----- Provided data
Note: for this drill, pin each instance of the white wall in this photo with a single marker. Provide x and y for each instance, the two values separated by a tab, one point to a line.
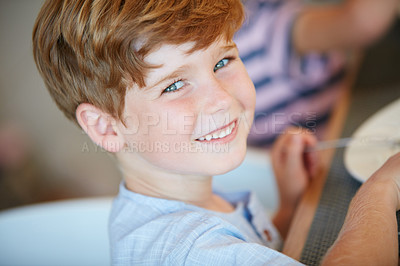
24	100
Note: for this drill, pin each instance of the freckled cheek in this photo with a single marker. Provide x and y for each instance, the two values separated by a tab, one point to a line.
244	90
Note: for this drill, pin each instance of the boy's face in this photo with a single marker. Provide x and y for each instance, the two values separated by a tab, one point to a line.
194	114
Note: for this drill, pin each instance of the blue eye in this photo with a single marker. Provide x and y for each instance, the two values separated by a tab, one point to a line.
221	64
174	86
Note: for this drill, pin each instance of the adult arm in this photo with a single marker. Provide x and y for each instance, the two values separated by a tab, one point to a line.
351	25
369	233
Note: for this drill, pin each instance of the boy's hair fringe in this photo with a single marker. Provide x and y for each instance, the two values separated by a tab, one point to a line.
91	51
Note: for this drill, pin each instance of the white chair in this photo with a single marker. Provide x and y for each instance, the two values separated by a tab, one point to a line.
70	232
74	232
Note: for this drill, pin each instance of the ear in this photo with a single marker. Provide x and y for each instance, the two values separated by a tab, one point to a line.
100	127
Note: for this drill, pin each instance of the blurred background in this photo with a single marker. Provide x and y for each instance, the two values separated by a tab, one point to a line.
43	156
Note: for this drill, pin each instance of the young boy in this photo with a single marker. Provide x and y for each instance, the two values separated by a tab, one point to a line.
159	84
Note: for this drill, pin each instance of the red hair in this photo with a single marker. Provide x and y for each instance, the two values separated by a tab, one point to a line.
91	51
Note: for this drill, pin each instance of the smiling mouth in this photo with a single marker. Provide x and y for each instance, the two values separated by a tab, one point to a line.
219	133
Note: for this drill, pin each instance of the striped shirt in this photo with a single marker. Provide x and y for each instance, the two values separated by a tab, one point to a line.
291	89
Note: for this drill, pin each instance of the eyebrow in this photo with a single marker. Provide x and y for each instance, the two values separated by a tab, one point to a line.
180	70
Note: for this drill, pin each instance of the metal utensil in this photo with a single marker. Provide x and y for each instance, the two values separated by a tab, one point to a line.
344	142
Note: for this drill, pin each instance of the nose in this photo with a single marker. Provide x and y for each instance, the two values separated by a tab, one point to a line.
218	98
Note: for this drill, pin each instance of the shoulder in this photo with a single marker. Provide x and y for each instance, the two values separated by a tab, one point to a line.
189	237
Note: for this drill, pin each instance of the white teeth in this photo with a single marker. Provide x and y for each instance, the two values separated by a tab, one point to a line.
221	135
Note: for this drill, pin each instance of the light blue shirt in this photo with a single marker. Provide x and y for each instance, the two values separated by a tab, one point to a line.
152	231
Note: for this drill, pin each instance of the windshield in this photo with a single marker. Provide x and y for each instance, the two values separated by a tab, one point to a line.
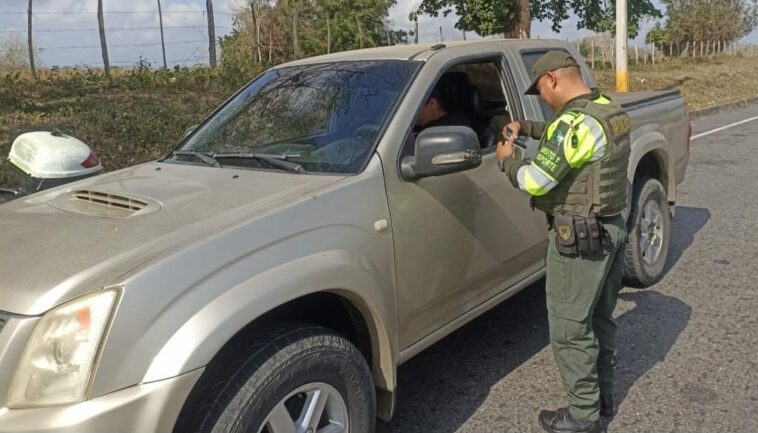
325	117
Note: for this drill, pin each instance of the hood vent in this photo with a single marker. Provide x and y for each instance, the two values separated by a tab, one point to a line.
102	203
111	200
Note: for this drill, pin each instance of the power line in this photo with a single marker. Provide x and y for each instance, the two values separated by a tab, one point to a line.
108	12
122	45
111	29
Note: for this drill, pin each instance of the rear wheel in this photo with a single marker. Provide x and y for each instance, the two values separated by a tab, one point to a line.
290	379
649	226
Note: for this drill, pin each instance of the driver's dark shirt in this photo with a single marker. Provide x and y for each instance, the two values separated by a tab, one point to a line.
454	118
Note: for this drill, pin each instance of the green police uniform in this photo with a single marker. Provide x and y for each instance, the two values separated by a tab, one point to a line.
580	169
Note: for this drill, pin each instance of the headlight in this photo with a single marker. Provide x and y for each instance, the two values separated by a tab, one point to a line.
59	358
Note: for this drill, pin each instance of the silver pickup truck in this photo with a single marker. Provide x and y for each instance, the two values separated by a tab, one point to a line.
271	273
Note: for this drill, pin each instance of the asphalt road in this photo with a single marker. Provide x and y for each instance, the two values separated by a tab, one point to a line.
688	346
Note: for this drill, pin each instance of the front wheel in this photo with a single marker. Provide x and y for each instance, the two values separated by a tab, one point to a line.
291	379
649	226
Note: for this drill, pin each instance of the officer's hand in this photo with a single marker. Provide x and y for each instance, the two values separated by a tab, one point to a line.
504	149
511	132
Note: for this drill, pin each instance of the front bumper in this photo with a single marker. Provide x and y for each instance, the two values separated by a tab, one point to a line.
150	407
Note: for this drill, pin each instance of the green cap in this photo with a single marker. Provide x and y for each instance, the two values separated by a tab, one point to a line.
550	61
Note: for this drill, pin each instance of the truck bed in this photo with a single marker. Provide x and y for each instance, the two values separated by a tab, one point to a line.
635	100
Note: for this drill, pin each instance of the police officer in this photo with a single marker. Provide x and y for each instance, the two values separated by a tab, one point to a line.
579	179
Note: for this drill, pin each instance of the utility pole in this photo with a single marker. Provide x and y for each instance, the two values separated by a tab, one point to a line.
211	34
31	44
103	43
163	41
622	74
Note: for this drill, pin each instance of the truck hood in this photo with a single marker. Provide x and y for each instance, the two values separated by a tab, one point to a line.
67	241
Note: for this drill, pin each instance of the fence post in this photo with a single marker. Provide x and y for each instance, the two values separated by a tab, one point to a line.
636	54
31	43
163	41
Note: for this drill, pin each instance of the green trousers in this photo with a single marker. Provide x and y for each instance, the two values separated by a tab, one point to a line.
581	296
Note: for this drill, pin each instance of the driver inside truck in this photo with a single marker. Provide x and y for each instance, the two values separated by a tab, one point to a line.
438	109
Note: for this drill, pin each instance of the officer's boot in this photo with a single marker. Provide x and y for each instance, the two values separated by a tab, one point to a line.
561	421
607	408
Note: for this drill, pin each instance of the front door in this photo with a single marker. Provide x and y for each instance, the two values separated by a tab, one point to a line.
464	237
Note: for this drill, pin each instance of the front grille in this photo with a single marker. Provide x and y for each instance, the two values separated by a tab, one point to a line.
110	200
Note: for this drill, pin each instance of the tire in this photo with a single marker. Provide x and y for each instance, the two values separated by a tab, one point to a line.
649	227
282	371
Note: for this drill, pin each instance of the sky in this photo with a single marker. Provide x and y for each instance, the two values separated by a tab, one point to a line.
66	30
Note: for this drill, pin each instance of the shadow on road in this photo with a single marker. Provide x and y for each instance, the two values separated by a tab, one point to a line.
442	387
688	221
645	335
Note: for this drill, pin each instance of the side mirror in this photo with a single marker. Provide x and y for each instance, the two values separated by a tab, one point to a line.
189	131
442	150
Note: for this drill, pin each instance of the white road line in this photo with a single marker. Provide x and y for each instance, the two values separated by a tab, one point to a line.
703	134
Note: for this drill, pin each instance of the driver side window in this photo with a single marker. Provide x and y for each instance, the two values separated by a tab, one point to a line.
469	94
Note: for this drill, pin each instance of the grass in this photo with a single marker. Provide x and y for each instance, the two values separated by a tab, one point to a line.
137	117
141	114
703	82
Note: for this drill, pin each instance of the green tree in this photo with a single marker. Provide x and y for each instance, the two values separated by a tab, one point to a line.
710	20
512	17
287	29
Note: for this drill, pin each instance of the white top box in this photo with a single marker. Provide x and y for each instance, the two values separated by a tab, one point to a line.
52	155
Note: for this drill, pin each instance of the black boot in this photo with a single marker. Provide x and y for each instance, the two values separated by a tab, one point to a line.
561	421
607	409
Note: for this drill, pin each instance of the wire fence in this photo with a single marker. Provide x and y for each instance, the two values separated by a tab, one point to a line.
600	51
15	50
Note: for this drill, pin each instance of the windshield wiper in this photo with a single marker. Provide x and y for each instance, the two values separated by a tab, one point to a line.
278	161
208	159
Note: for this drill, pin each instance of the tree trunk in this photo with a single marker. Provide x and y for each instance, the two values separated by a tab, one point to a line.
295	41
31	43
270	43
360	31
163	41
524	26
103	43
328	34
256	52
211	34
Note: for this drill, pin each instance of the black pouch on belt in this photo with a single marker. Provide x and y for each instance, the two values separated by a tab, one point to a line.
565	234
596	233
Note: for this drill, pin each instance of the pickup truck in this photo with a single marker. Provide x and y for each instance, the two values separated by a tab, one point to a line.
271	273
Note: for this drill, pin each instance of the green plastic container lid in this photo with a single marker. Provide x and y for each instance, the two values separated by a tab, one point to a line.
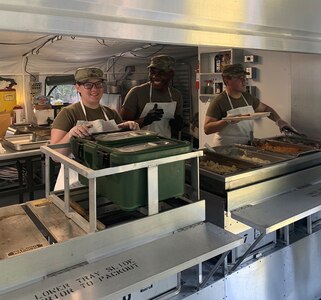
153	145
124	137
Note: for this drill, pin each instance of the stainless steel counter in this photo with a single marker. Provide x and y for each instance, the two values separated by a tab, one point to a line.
----------
Write out, word for word, only the lines from the one containing "Note: for this drill, pin each instance of the windshield wiper" to the end of the data above; the pictures stay out.

Response:
Note: for this drill, pin each instance of the windshield wiper in this photo with a single marker. Provide x and y for each instance, the two values separated by a tab, one point to a line.
278	161
208	159
Note: for this drill, pin each instance of the tree trunk in this photo with a single marker. Provide x and y for each instance, the two values separated by a tab, one point to a line.
295	41
31	43
270	43
360	31
163	41
524	26
103	43
328	34
256	52
211	34
Note: for this drill, pin each instance of the black pouch on belt in this photo with a single marker. Provide x and y for each instance, the two values separated by a tab, one point to a line.
565	234
596	233
Note: for this drill, pin each instance of the pickup truck in this photo with a single marker. Provide x and y for each instance, the two values separated by a tab, one point to a line.
271	273
Note: for this drill, pin each instance of the green plastic container lid in this photo with a single marker. Provide x and y for each instance, the two values separated by a tab, one point to a line.
153	145
124	137
Note: for this drill, pin each instance of the stainless steel counter in this photo with a single marker. Provide x and y for each instance, the two values separated by a tab, one point to a line.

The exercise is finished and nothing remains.